━━━━━ Excerpt provided ━━━━━

Kubshevko, Tajikistan. -- In this Tajik village, the male members of the Kurban family gather on a warm September evening as the men of Tajikistan have gathered for generations. They are poor, but resplendent somehow in their long blue, black or purple quilted coats sparkling with bright gold threads.
Waiting for the women to send out the food, they sit atop platform about 3 feet off the ground, settled cross-legged on colorful cushions. The platform has a roof, supported by four carved columns. It is painted bright red, and the carved designs are decorated in blues and greens.
The image recalls the past, the exotic days when Tajikistan lay along the Silk Route from China. Once there was a glorious civilization, but that disappeared 800 years ago under the sword of Genghis Khan. Mongol hordes, oblivion, 70 years of communism -- all have taken their toll on life in these remote mountains.
Now the Tajiks are trying to recapture their future. In the capital of Dushanbe, about 60 miles to the northwest of Kubshevko, the last avowed Communist party boss in the former Soviet republics was ousted as president last week.
Many here hope the future will take them back to the past, to the days when men worked in the fields and women worked at home, to the days when lives were organized around an understanding of Islam and the worship of Allah.
Communism put the women in the cotton and grape fields, and it made worship a dark secret.
Last September, when I visited Tajikistan, the struggle was just beginning that resulted last week in the fleeing of the president, Rakhmon Nabiyev. We were invited to this village by Khaji Kurban.
Mr. Kurban, a 40-year-old welder at Kubshevko's collective farm, named after the 22nd Party Congress, wanted three Western reporters to see how the people of Tajikistan live beyond the Sovietized city of Dushanbe, with its dreary apartment buildings, its crumbling sidewalks, its fading hammer-and-sickle pennants.
At the wheel of an old but meticulously maintained Russian car, Mr. Kurban drove us off through the mountains, passing vineyards, people selling pomegranates at the side of the road and men riding horseback along distant paths.
"Here we are at the plantation," Mr. Kurban said in Russian as we arrived, "like you had in the South."
The people of the village spoke little Russian, so Mr. Kurban translated from Tajik -- which is indistinguishable from Iran's Farsi -- into Russian.
An unseasonable rain had begun to fall, but September is cotton-picking season, and the women, teenage girls and boys and barefoot children of the village were in the fields at work.
They pushed slowly through the thickly grown fields, laboriously pulling off the cotton and stuffing it into burlap bags. They called to each other as they worked, and laughter rippled across the dense plantings as the girls and boys teased each other.

━━━━━

* What is being asked
Pick up the article on the Tajik village of Kubshevko right after its final sentence and keep writing it. The records that follow come from a separate source and are unrelated to the article on the Tajik village.

━━━━━ Information given ━━━━━

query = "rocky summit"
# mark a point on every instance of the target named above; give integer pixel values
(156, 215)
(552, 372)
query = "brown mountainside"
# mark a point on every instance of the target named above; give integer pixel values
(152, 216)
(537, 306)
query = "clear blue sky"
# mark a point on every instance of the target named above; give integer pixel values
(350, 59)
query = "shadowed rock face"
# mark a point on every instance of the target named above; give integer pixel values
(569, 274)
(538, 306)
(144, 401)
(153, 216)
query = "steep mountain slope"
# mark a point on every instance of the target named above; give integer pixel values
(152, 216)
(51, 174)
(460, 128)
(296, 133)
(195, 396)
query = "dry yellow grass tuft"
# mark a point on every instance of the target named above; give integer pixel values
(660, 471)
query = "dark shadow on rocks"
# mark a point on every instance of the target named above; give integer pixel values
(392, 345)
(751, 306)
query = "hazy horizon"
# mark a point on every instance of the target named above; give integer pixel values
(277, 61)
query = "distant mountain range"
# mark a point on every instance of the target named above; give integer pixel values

━━━━━
━━━━━ Information given ━━━━━

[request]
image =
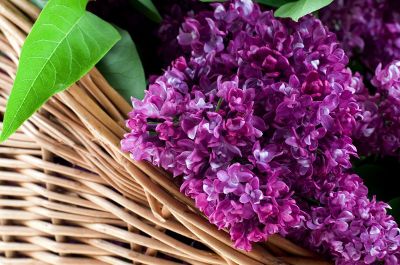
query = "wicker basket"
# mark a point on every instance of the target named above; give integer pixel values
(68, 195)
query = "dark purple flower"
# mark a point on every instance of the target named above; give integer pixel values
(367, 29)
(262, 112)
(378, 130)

━━━━━
━━━━━ Information given ━━━━━

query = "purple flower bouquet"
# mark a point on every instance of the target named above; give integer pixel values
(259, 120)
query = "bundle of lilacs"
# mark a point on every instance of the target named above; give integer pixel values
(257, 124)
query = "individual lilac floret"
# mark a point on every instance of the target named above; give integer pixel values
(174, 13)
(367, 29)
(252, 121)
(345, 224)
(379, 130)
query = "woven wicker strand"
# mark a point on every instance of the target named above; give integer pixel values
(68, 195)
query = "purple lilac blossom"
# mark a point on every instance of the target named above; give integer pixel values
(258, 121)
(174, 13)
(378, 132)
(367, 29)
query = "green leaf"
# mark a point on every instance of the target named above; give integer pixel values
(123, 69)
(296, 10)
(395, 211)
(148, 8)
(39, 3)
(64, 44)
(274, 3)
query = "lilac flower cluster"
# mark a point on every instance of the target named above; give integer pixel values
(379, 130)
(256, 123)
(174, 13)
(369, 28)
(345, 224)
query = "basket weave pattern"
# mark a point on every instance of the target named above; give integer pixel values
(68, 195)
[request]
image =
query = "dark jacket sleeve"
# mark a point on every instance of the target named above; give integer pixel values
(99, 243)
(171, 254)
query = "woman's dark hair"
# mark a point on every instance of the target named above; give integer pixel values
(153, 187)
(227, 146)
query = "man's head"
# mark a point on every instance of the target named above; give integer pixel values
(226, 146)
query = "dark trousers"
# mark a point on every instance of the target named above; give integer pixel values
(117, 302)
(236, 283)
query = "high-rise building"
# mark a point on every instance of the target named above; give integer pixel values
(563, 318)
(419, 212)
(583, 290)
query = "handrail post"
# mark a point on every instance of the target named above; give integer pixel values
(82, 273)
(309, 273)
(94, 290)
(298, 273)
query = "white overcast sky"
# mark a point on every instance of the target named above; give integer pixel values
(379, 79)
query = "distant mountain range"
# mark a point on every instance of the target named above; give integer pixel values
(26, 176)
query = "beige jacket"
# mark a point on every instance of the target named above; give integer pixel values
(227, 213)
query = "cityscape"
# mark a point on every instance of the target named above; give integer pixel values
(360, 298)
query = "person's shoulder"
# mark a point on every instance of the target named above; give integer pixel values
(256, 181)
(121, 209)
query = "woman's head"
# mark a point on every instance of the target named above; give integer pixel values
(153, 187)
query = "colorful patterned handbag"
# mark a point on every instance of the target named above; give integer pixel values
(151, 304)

━━━━━

* Task response
The women wore long, heavy cotton dresses and thick sleeve guards to protect against the snagging plants. (Out of the fields, they wear brightly colored silky trousers under knee-length cotton dresses, and their heads are covered by brightly flowered scarves glinting with gold threads. Some women cover part of their faces in public.)
The cotton is hard to pick, and until two years ago the Soviet authorities made the job easier by spraying the fields from the air with a defoliant. When all the leaves fell off, the cotton was much easier to pull from the plant. The authorities didn't seem to mind that the toxic chemicals made many women and children extremely ill.
The women were looking forward to the end of Communism -- they thought it would mean they could return to their children and homes and leave the rough field work to the men. The men said if only the Communists would leave them alone on some land, they could provide for their families. Families of 8 and 10 children were living on a few dollars a month.
But things are unlikely to change very quickly here. Russia built ,, the cotton manufacturing plants within its own borders; Tajikistan was a colony that shipped raw cotton. Tajikistan has no money to build its own factories and is resting its future hopes on foreign aid.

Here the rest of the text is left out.